● Цель
Согласуются ли с документом утверждения (а), (б) и (в)? На каждое ответьте «да» или «нет» и приведите дословно слова документа, которые это решают.
(а) Критика самого себя означает раскаяние.
(б) Понятие «противоирония» связано с именем Венедикта Ерофеева.
(в) Суть противоиронии Ерофеев объяснял в предисловии ко второму изданию поэмы.

Метафизика русской прозы - [12]
"Банальная идея" оказывалась не так проста: мир обессмысливался именно на том своем жестоком витке, когда нельзя ни понять, ни оправдать содеянного в нем зла. Потому не имеет смысла в содеянном зле раскаиваться, разве что сжиться с ним, как бы переворачивая порядок вещей. Критика самого себя не означает раскаяния, исповеди: устами забулдыги, лагерника, надзирателя, устами живых и бесконечно грешных людей вершится страшный суд над самим миром. Это то, что уже Венедикт Ерофеев называл "противоиронией", объясняя ее художественную суть в предисловии к первому изданию своей бессмертной поэмы: "Ладно уж, будем секретничать вместе: это она самая, бывшая российская ирония, перекошенная на всероссийский, так сказать, абсурд, а лучше сказать - порядок".

● Исходные записи
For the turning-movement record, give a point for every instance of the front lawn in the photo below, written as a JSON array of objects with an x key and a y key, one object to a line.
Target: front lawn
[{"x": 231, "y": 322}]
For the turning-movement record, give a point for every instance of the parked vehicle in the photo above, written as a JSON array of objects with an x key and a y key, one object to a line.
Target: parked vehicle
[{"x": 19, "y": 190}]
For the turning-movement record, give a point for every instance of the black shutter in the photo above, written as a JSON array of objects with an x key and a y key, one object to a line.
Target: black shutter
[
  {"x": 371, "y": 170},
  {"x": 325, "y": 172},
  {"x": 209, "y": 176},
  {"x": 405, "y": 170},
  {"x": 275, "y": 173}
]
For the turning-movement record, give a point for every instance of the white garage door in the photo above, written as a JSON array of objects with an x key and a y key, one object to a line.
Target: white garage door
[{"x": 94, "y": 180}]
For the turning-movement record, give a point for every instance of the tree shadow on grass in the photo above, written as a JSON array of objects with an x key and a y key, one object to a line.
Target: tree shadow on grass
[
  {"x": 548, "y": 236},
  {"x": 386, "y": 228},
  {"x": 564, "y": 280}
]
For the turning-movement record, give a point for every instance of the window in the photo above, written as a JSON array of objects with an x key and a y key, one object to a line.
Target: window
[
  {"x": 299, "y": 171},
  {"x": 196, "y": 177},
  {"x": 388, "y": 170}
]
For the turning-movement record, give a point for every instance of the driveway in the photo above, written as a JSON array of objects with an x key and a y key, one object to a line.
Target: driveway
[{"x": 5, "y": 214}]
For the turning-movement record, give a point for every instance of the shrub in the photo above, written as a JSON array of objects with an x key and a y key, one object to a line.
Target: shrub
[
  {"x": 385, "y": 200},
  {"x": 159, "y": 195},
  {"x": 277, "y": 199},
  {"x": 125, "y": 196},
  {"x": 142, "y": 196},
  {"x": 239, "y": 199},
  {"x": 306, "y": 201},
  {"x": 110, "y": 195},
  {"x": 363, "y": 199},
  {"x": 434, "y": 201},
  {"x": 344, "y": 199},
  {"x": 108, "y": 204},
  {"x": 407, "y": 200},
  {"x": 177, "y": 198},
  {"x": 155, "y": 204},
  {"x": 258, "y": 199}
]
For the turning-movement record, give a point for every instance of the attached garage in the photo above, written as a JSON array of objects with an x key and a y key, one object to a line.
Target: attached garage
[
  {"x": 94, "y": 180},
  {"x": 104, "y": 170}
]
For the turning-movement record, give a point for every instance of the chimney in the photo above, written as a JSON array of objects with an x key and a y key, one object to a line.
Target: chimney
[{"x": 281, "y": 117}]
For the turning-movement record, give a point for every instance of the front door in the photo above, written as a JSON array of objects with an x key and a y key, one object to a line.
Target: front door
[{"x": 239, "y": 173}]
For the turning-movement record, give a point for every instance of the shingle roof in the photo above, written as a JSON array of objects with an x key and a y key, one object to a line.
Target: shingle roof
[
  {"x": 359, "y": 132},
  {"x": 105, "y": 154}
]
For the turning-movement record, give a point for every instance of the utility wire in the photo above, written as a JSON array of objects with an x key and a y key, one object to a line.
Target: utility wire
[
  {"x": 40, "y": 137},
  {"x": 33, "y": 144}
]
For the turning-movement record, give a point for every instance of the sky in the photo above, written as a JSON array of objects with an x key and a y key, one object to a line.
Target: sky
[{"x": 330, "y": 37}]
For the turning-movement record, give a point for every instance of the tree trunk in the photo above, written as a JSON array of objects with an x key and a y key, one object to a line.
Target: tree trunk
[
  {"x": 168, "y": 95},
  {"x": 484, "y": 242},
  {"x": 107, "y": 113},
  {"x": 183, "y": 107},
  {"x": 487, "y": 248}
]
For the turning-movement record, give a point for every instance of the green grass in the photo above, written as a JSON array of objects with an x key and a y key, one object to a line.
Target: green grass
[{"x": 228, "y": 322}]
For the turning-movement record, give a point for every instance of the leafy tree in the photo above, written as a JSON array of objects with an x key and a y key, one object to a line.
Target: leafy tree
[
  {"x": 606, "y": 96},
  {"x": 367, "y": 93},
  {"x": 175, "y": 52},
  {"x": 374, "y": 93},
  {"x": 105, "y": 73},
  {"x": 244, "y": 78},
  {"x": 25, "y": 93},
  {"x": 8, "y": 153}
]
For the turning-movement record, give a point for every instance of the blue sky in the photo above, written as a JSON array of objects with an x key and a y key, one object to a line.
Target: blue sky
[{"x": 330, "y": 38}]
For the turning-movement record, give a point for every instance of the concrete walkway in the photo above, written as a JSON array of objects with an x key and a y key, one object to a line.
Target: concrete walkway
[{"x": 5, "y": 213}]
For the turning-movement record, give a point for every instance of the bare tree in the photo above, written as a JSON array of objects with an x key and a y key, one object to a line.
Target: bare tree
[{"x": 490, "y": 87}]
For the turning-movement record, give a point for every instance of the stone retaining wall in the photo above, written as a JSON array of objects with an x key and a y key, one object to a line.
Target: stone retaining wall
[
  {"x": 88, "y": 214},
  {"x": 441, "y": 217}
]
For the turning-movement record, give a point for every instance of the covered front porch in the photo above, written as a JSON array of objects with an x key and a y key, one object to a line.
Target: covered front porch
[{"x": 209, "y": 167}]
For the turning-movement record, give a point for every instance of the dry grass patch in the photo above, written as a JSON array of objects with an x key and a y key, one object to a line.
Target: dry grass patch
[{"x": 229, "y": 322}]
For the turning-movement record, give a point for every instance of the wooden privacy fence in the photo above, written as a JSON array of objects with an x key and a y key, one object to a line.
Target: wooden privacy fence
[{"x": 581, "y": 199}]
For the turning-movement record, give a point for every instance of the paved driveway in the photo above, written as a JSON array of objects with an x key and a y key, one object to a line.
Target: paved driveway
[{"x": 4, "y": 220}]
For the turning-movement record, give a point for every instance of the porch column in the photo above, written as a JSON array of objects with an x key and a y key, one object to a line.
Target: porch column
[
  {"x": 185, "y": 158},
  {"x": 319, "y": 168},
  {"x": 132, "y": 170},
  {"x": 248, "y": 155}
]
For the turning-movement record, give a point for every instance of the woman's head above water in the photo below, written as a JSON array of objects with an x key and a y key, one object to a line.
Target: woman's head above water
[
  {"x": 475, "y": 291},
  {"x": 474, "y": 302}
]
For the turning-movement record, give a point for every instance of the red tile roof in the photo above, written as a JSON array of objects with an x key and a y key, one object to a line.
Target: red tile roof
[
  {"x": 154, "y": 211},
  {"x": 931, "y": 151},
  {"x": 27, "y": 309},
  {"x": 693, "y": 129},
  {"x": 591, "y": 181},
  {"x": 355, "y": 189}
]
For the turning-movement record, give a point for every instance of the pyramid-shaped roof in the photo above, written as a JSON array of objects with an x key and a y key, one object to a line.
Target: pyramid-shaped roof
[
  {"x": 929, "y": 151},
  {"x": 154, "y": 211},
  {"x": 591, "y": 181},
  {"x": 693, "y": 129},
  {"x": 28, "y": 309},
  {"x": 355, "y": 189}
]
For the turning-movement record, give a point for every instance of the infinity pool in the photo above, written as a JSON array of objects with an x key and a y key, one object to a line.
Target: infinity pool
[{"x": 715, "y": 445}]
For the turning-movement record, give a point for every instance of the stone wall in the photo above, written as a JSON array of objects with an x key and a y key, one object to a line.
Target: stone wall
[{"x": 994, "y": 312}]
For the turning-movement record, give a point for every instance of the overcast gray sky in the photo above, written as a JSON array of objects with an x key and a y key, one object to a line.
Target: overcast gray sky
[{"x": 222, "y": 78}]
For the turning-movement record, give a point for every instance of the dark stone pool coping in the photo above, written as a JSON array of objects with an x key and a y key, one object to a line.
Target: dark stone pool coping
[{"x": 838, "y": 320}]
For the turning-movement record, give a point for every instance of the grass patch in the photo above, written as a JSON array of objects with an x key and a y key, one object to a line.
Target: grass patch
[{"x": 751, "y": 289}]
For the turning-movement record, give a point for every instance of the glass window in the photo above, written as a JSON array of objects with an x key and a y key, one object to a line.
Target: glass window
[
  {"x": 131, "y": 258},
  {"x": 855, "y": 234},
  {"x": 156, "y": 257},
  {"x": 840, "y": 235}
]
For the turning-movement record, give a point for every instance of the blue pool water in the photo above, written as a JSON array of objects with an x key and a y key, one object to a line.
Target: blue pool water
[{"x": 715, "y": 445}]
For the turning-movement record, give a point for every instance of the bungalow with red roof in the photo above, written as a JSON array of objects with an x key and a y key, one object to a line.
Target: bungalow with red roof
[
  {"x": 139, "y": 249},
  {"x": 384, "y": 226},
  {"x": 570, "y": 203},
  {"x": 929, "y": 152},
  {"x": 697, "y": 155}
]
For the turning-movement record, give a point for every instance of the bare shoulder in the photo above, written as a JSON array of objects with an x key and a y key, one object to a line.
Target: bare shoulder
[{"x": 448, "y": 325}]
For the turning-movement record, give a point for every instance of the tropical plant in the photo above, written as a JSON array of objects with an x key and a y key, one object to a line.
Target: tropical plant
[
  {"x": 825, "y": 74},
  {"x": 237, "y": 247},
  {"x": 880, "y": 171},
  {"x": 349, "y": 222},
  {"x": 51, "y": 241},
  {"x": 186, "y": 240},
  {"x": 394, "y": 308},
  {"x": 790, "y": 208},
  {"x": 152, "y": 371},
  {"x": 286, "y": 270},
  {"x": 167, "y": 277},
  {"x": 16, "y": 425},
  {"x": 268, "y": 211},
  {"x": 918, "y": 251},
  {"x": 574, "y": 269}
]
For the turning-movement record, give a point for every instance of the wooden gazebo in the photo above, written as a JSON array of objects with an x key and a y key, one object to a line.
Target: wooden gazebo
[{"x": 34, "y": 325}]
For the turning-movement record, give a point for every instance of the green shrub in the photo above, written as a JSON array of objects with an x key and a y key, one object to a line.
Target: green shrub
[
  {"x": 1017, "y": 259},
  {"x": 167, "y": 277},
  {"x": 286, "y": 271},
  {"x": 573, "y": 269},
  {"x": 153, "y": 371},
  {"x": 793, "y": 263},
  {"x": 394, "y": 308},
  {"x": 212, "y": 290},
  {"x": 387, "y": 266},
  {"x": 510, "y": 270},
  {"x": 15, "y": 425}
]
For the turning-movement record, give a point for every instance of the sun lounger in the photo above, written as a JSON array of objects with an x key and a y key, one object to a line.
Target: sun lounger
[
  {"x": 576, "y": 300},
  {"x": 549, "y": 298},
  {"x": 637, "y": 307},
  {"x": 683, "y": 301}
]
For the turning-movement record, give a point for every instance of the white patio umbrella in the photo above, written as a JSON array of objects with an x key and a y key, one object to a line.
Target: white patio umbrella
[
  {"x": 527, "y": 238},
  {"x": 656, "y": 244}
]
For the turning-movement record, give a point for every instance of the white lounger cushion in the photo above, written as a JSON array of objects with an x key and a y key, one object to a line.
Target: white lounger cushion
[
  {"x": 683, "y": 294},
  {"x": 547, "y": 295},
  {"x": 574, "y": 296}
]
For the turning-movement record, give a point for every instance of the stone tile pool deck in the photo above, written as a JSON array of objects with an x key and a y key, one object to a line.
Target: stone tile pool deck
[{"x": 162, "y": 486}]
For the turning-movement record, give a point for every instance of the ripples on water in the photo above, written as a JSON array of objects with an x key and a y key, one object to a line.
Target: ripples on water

● Ответ ниже
(а) Нет: «Критика самого себя не означает раскаяния, исповеди».
(б) Да: «Это то, что уже Венедикт Ерофеев называл "противоиронией"».
(в) Нет: «в предисловии к первому изданию своей бессмертной поэмы».